The listing is to be reproduced in full, with no character altered.

BEGIN Record excerpts

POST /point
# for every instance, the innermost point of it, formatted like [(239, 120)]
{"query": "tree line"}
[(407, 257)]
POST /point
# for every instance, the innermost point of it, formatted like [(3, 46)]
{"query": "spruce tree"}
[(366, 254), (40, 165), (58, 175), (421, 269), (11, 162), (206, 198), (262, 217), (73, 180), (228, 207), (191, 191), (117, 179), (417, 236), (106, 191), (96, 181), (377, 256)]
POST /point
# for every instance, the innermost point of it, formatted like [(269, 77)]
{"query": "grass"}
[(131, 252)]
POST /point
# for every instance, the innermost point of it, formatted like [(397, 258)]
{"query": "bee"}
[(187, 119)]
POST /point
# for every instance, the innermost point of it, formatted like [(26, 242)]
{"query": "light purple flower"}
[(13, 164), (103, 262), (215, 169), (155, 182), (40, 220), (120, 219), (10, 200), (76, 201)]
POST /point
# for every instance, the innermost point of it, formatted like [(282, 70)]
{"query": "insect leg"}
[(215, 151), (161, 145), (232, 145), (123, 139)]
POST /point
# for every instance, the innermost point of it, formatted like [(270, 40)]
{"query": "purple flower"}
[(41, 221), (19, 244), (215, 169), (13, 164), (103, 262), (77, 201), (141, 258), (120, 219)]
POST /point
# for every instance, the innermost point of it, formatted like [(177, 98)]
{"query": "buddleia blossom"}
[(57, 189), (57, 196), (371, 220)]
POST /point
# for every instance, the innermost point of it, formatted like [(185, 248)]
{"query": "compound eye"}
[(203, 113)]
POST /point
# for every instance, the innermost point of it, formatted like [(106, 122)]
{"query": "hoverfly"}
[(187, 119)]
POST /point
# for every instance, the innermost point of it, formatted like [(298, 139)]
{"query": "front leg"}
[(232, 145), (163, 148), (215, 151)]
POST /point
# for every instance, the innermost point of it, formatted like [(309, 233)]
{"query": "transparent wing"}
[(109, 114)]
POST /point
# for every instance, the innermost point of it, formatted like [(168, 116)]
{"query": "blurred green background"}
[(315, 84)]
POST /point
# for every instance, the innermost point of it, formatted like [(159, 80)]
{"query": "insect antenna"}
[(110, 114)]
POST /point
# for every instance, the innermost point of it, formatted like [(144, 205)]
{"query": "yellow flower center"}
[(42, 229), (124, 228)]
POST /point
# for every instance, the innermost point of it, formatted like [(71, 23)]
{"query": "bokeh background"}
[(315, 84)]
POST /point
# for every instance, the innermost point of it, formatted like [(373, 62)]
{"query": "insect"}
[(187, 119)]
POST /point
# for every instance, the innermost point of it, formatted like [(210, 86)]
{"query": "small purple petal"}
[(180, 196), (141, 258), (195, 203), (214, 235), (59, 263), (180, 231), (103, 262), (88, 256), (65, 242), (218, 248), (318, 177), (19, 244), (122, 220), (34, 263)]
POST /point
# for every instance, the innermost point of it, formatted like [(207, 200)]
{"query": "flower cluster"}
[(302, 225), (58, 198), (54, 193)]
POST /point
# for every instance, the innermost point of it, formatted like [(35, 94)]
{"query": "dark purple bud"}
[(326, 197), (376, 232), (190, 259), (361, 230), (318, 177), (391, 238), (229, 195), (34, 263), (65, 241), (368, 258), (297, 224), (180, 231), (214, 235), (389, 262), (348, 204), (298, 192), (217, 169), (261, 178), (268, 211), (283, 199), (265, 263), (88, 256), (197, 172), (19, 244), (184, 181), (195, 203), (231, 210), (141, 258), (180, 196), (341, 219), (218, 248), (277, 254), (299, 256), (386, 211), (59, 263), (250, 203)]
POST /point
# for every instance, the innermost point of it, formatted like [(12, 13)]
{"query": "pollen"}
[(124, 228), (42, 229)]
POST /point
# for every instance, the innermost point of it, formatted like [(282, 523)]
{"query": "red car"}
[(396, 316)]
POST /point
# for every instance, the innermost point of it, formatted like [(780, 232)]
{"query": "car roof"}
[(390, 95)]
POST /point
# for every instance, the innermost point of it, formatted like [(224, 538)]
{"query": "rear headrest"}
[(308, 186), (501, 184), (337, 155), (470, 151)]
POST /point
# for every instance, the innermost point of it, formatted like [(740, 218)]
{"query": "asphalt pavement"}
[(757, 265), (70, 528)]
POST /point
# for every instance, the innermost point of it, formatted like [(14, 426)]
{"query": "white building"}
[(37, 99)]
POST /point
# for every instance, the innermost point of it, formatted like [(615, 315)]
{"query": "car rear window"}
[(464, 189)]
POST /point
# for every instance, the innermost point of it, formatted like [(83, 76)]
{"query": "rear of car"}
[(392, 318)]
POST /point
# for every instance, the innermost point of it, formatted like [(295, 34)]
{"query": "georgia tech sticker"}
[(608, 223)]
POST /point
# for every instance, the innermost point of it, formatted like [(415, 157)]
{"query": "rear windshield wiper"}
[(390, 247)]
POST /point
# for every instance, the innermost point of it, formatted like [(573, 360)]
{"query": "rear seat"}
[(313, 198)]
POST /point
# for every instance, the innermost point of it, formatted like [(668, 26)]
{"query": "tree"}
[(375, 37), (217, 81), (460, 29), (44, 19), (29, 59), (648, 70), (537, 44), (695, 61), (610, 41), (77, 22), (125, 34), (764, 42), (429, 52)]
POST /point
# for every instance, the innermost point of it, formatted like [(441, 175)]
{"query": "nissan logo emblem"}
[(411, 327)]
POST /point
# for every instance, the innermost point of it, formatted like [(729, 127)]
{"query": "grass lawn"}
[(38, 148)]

END Record excerpts

■ Answer space
POST /point
# for every instance, the innermost point of it, formatted like [(239, 120)]
{"query": "tree line"}
[(407, 257)]
POST /point
# for every instance, the innermost point of it, formatted like [(3, 46)]
{"query": "spruce tree"}
[(366, 254), (40, 165), (58, 175), (421, 269), (11, 162), (206, 198), (262, 217), (73, 180), (228, 207), (191, 191), (117, 179), (417, 236), (106, 191), (96, 181), (377, 256)]
POST /point
# for every instance, the innermost point of it, formatted like [(269, 77)]
{"query": "grass"}
[(131, 252)]
POST /point
# for every instance, the innermost point of it, formatted like [(397, 258)]
{"query": "bee"}
[(187, 119)]
POST /point
# for every instance, the innermost point of it, formatted like [(26, 242)]
{"query": "light purple flower"}
[(13, 164), (103, 262), (215, 169), (155, 182), (40, 220), (120, 219), (10, 200), (76, 201)]
POST /point
# for every instance, the innermost point of it, formatted like [(282, 70)]
{"query": "insect leg"}
[(215, 151), (161, 145), (232, 145), (123, 139)]
POST /point
# for every instance, the innermost point of it, formatted like [(270, 40)]
{"query": "purple flower"}
[(41, 221), (19, 244), (215, 169), (13, 164), (103, 262), (77, 201), (141, 258), (120, 219)]
POST /point
# for every instance, the innermost point of it, formatted like [(177, 98)]
{"query": "buddleia blossom"}
[(57, 189), (57, 196), (371, 220)]
POST /point
# for every instance, the innermost point of it, formatted like [(185, 248)]
{"query": "compound eye"}
[(203, 113)]
POST /point
# for every instance, the innermost point of it, formatted like [(106, 122)]
{"query": "hoverfly"}
[(187, 119)]
POST /point
# for every instance, the innermost point of it, formatted like [(298, 139)]
{"query": "front leg"}
[(232, 145), (163, 148), (215, 151)]
POST /point
# for every instance, the innermost point of it, formatted like [(309, 233)]
{"query": "transparent wing"}
[(109, 114)]
POST /point
# for every instance, the innermost point of it, formatted like [(168, 116)]
{"query": "blurred green background"}
[(315, 84)]
POST /point
# for every instance, the innermost point of it, formatted like [(159, 80)]
{"query": "insect antenna"}
[(110, 114)]
POST /point
# for every instance, the innermost point of it, formatted like [(144, 205)]
{"query": "yellow flower center"}
[(42, 229), (124, 228)]
POST /point
# for every instance, the innermost point of it, formatted like [(71, 23)]
{"query": "bokeh background"}
[(315, 84)]
POST /point
# for every instance, the innermost point of it, formatted like [(373, 62)]
{"query": "insect"}
[(187, 119)]
POST /point
# for every instance, the innermost point of it, formatted like [(210, 86)]
{"query": "small purple petal"}
[(180, 196), (141, 258), (195, 203), (214, 235), (59, 263), (180, 231), (103, 262), (88, 256), (65, 242), (218, 248), (318, 177), (19, 244), (122, 220), (34, 263)]
POST /point
# for every instance, the innermost point of it, formatted like [(207, 200)]
{"query": "flower cluster"}
[(302, 225), (58, 198), (54, 193)]
POST /point
# for every instance, the innermost point of it, formatted like [(35, 94)]
{"query": "dark purple bud"}
[(326, 197), (376, 232), (190, 259), (361, 230), (318, 177), (391, 238), (229, 195), (34, 263), (65, 241), (368, 258), (297, 224), (180, 231), (214, 235), (389, 262), (348, 204), (298, 192), (217, 169), (261, 178), (268, 211), (283, 199), (265, 263), (88, 256), (197, 172), (19, 244), (184, 181), (195, 203), (231, 210), (141, 258), (180, 196), (341, 219), (218, 248), (277, 254), (299, 256), (386, 211), (59, 263), (250, 203)]
POST /point
# for every instance, the innermost point of it, formatted like [(12, 13)]
{"query": "pollen"}
[(124, 228), (42, 229)]
POST /point
# for every instance, the innermost point of it, formatted like [(282, 523)]
{"query": "red car"}
[(396, 316)]
POST /point
# for every instance, the innermost point of it, formatted like [(780, 232)]
{"query": "car roof"}
[(390, 95)]
POST /point
# for every instance, the innermost point of it, formatted like [(224, 538)]
{"query": "rear headrest"}
[(308, 186), (501, 184), (337, 155), (470, 151)]
POST /point
# for every instance, the innermost point of it, formatted like [(740, 218)]
{"query": "asphalt pavement"}
[(757, 265), (70, 528)]
POST /point
# for every instance, the innermost point of it, formatted like [(14, 426)]
{"query": "white building"}
[(37, 99)]
POST /point
# for every instance, the innermost point of it, formatted like [(615, 315)]
{"query": "car rear window"}
[(464, 189)]
POST /point
# for every instance, the innermost point of it, formatted like [(83, 76)]
{"query": "rear of car"}
[(392, 318)]
POST /point
# for every instance, the innermost point of it, formatted like [(295, 34)]
{"query": "georgia tech sticker"}
[(608, 223)]
POST /point
# for every instance, the innermost point of it, formatted like [(415, 157)]
{"query": "rear windshield wiper"}
[(390, 247)]
POST /point
# for every instance, the innermost point of it, formatted like [(573, 360)]
{"query": "rear seat"}
[(313, 198)]
POST /point
# for every instance, the innermost point of it, formatted like [(668, 26)]
{"query": "tree"}
[(375, 37), (217, 81), (460, 29), (44, 19), (29, 59), (648, 70), (537, 44), (695, 61), (610, 41), (77, 22), (125, 34), (764, 42), (429, 52)]
POST /point
# for every instance, the innermost point of it, formatted like [(441, 175)]
{"query": "nissan logo emblem"}
[(411, 327)]
POST /point
# for every instance, the innermost point of it, formatted like [(729, 127)]
{"query": "grass lawn"}
[(38, 148)]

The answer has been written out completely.